_THE TASK_
Go through the data below and copy each line that includes "street".

+++

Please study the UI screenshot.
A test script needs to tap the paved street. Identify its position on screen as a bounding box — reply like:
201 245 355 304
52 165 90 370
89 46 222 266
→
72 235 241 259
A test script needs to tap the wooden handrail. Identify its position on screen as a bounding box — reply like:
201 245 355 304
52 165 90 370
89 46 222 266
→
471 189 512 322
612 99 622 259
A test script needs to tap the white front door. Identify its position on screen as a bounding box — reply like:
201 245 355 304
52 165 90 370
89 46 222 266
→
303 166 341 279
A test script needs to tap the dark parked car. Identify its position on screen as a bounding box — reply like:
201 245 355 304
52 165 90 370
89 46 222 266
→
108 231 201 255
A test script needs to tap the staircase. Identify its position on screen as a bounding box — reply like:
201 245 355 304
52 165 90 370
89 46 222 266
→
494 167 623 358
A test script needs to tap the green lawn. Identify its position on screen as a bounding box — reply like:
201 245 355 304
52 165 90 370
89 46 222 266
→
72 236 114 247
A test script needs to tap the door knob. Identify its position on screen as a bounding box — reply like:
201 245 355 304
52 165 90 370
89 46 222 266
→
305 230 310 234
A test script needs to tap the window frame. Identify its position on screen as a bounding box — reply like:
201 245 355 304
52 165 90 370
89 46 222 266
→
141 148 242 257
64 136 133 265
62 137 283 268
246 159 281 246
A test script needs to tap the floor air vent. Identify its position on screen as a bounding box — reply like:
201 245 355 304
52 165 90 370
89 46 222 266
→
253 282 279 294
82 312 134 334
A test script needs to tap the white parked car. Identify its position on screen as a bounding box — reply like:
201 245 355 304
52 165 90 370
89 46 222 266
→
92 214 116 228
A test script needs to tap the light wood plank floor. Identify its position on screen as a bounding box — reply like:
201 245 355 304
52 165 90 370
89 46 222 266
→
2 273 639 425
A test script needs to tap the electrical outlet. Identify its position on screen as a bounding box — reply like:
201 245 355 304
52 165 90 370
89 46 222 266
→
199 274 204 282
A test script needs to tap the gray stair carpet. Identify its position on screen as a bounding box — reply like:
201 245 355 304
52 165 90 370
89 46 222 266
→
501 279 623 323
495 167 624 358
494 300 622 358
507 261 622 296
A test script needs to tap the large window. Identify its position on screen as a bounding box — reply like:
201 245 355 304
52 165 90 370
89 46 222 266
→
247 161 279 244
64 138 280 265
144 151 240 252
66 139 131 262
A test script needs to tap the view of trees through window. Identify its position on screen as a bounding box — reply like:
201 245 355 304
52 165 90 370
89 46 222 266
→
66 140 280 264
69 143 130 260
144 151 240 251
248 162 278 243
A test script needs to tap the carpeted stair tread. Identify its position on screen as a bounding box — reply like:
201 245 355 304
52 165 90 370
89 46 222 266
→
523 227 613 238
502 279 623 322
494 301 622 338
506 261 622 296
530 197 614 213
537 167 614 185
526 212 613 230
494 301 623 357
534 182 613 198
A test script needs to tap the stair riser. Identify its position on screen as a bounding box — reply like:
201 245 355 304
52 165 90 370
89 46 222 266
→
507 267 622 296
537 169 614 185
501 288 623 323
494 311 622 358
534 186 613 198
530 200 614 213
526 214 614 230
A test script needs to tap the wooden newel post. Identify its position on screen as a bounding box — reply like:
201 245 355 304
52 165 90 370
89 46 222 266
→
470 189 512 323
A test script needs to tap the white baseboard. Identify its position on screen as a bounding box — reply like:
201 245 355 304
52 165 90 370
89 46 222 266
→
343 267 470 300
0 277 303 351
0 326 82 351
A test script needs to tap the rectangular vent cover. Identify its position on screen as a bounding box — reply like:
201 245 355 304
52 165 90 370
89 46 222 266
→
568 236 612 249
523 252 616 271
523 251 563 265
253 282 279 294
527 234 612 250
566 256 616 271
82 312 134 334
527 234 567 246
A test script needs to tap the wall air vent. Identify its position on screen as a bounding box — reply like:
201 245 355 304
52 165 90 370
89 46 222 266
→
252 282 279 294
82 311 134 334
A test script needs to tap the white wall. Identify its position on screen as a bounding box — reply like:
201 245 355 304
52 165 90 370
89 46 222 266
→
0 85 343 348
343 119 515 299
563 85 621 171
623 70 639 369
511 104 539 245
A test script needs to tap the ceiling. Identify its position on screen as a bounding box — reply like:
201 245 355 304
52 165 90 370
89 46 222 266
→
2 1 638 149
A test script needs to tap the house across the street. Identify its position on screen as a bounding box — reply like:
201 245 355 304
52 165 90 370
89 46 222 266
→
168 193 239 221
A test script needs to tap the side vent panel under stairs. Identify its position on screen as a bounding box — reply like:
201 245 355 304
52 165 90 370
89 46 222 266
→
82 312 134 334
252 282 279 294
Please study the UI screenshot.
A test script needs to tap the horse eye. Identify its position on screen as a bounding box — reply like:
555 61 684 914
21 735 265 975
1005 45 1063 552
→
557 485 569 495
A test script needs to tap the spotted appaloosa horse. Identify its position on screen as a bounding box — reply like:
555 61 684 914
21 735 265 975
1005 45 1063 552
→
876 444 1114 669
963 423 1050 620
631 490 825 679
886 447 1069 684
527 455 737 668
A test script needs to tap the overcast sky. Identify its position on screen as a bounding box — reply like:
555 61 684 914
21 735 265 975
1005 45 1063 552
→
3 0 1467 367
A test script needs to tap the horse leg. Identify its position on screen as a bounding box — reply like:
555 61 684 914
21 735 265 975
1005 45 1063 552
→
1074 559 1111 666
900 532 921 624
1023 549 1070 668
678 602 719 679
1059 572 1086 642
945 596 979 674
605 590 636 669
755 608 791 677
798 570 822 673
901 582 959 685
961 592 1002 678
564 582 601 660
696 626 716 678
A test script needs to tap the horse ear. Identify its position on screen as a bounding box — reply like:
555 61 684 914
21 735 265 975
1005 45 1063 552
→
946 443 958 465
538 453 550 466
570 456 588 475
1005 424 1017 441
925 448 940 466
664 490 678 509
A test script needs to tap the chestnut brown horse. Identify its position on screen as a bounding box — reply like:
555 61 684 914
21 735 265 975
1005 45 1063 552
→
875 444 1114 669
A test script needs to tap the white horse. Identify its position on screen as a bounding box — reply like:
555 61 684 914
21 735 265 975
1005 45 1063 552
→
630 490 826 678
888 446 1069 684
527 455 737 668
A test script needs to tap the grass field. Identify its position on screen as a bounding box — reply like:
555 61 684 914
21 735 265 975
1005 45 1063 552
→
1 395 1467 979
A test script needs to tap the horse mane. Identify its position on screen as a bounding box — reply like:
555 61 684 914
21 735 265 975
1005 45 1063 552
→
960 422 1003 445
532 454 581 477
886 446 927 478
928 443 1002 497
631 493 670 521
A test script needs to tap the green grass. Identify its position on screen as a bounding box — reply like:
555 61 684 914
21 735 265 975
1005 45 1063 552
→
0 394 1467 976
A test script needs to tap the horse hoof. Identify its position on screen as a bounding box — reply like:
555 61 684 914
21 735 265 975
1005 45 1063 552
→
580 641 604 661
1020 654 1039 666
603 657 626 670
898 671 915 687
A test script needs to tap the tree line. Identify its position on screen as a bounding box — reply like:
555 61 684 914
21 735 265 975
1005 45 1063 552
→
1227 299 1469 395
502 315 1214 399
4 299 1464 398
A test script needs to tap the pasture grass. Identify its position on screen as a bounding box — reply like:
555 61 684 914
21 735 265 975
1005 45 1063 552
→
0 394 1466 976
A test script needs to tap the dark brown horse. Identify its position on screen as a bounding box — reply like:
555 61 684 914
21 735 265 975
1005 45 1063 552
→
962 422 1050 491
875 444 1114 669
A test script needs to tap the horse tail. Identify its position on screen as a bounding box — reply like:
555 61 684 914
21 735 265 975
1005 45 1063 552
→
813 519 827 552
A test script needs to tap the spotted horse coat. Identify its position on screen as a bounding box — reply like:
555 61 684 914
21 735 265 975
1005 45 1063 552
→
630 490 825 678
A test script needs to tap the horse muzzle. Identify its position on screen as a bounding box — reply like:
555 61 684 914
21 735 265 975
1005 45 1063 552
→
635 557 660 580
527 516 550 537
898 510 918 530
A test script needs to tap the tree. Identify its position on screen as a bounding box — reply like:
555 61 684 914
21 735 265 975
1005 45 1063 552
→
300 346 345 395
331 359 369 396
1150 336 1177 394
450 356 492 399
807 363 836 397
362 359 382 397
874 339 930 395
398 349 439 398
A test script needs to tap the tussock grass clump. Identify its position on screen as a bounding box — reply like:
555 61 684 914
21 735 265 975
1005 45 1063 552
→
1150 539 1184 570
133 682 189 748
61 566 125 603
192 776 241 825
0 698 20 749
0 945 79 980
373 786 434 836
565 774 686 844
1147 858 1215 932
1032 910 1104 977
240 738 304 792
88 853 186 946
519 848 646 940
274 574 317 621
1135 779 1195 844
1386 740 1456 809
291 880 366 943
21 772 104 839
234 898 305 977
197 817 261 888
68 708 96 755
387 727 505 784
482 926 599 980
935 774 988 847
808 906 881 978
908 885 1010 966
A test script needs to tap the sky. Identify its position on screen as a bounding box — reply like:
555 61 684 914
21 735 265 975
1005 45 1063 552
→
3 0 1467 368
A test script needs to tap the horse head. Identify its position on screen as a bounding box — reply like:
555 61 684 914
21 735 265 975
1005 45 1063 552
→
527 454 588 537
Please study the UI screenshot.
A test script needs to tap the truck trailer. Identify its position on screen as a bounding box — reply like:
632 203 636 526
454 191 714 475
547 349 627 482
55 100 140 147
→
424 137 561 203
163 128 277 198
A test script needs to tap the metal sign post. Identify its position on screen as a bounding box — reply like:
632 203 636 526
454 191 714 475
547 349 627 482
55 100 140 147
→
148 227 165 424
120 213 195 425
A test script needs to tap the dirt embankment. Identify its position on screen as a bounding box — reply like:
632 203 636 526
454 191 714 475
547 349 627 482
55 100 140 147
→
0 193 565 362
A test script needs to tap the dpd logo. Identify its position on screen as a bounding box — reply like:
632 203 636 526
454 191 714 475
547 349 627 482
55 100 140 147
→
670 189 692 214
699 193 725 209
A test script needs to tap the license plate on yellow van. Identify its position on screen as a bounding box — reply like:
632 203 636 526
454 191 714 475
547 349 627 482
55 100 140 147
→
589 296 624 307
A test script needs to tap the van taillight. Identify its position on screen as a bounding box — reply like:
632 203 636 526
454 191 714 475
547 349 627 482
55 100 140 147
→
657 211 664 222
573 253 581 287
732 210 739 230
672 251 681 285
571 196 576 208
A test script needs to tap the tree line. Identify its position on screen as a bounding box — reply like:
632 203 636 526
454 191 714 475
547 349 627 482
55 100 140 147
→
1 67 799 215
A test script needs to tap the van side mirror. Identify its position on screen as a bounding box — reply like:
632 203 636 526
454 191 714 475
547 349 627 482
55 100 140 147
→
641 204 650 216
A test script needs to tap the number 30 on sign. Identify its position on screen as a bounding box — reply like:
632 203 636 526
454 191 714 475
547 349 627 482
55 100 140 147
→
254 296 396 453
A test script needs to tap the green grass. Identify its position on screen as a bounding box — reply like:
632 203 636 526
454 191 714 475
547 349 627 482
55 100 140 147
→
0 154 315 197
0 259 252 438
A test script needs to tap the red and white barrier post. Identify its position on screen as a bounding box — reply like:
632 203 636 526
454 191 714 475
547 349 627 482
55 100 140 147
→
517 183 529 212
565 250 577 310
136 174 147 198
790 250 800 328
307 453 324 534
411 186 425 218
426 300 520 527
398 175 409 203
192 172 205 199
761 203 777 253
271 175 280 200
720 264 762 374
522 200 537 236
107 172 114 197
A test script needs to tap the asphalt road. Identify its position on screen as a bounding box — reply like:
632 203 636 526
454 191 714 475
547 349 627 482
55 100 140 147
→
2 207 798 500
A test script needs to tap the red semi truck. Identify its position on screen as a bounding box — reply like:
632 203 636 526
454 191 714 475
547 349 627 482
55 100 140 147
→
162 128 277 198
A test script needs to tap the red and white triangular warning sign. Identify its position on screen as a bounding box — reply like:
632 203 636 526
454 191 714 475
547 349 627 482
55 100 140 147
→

+++

_RESPONSE TO THE EXERCISE_
A test script needs to tap the paved street. Identify its position on screen as a bounding box — reply like:
A test script needs to tap the house across the street. Identify its position on screen as a bounding box — reply like:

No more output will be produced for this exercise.